REQUIRED WORK:
All of the material below is to be returned exactly.

RECORD EXTRACTS:
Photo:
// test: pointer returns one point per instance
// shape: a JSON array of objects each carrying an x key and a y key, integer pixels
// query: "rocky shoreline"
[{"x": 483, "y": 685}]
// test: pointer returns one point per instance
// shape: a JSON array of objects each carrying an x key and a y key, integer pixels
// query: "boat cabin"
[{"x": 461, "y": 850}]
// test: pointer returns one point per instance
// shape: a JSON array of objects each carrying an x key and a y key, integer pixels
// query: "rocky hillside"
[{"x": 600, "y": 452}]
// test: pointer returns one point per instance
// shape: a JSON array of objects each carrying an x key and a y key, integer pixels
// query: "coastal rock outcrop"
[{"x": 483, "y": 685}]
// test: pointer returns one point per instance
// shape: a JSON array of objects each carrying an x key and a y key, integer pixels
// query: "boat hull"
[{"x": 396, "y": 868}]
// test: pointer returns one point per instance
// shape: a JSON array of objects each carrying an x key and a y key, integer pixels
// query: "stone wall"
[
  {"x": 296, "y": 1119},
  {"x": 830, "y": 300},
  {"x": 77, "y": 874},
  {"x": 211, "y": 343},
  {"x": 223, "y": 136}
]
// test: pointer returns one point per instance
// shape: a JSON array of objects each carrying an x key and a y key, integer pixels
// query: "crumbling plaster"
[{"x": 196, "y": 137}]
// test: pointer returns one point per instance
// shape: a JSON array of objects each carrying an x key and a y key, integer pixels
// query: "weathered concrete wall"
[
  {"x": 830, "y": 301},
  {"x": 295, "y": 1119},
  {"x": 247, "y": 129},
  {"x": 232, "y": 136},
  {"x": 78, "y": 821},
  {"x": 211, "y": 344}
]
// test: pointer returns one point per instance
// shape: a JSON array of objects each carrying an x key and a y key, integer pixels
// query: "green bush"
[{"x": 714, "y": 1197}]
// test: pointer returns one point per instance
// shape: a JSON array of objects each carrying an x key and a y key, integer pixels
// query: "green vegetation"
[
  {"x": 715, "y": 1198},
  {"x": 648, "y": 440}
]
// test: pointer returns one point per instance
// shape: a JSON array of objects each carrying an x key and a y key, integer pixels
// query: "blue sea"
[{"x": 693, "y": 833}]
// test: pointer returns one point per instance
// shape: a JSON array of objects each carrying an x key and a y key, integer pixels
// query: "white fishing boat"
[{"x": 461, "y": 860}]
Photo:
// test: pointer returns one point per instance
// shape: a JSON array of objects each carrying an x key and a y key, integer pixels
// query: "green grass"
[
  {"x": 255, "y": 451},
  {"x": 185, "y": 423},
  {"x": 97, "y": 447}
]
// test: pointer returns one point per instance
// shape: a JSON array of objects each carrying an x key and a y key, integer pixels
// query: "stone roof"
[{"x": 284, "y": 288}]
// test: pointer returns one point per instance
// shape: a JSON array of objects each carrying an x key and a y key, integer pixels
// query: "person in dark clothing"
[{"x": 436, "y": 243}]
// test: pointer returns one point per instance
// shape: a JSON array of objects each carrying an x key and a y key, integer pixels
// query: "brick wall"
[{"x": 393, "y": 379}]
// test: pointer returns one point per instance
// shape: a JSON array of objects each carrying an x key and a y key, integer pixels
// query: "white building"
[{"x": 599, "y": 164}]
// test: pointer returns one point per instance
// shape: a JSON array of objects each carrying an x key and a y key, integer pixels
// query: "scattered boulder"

TASK RESULT:
Photo:
// test: pointer returns one point per instance
// shape: a JSON array of objects each carrying an x key and a y key, integer pixels
// query: "rocky shoreline"
[{"x": 483, "y": 685}]
// test: pointer returns one point per instance
// shape: a JSON array of objects each carrying an x key and a y key, integer pixels
// query: "boat cabin"
[{"x": 461, "y": 850}]
// test: pointer returns one point per instance
// shape: a JSON array of objects each carrying an x key and a y key, integer pixels
// query: "rocky hillside"
[{"x": 600, "y": 452}]
// test: pointer returns one point per instance
// shape: a JSON array of objects each carrying an x key and a y key, integer pixels
// query: "coastal rock outcrop"
[{"x": 483, "y": 685}]
// test: pointer returns one point per instance
// shape: a JSON array of objects each carrying an x key and a y key, integer pixels
// query: "boat hull"
[{"x": 396, "y": 868}]
// test: pointer returns one point per instance
// shape: a JSON array of objects each carrying an x key and a y key, integer pixels
// query: "stone wall"
[
  {"x": 296, "y": 1119},
  {"x": 830, "y": 300},
  {"x": 77, "y": 874},
  {"x": 211, "y": 343},
  {"x": 223, "y": 136}
]
// test: pointer returns one point per instance
// shape: a JSON array of objects each carrying an x key and a y key, integer pixels
// query: "crumbling plaster"
[{"x": 196, "y": 137}]
// test: pointer returns one point per instance
// shape: a JSON array of objects each carrying an x key and a y key, integer pixels
// query: "weathered concrete wall"
[
  {"x": 830, "y": 301},
  {"x": 295, "y": 1119},
  {"x": 247, "y": 129},
  {"x": 232, "y": 136},
  {"x": 78, "y": 821},
  {"x": 211, "y": 344}
]
// test: pointer returns one point per instance
// shape: a JSON array of objects each carrying an x key and a y key, integer pixels
// query: "green bush"
[{"x": 714, "y": 1197}]
// test: pointer returns one point per instance
// shape: a JSON array of objects each carrying an x key and a y key, integer pixels
// query: "green vegetation"
[
  {"x": 715, "y": 1198},
  {"x": 648, "y": 440}
]
// test: pointer returns one point per instance
// shape: a JSON array of objects each carrying an x key and a y key, integer pixels
// query: "blue sea"
[{"x": 693, "y": 833}]
// test: pointer returns one point per instance
// shape: a JSON array of objects each carrying an x key and a y key, integer pixels
// query: "white fishing boat"
[{"x": 461, "y": 860}]
Photo:
// test: pointer returns one point per instance
// shape: a JSON array of objects each carrying an x key and a y key, integer pixels
// query: "green grass"
[
  {"x": 255, "y": 451},
  {"x": 185, "y": 423},
  {"x": 97, "y": 447}
]
// test: pointer returns one point per instance
// shape: a JSON array of objects each carrying an x key and a y key, integer pixels
// query: "stone roof"
[{"x": 284, "y": 288}]
// test: pointer returns one point per instance
// shape: a JSON array of objects each carrying an x key and a y key, integer pixels
// query: "person in dark clothing"
[{"x": 436, "y": 243}]
// test: pointer returns one point per instance
// shape: a JSON array of objects each carrying an x key and a y key, integer pixels
// query: "brick wall"
[{"x": 393, "y": 379}]
// test: pointer returns one point per instance
// shape: a JSON array of objects each carrying an x key and a y key, integer pixels
// query: "white building"
[{"x": 599, "y": 164}]
// test: pointer returns one point per instance
// shape: a JSON array of objects each carrying an x key and a y key, integer pixels
// query: "scattered boulder"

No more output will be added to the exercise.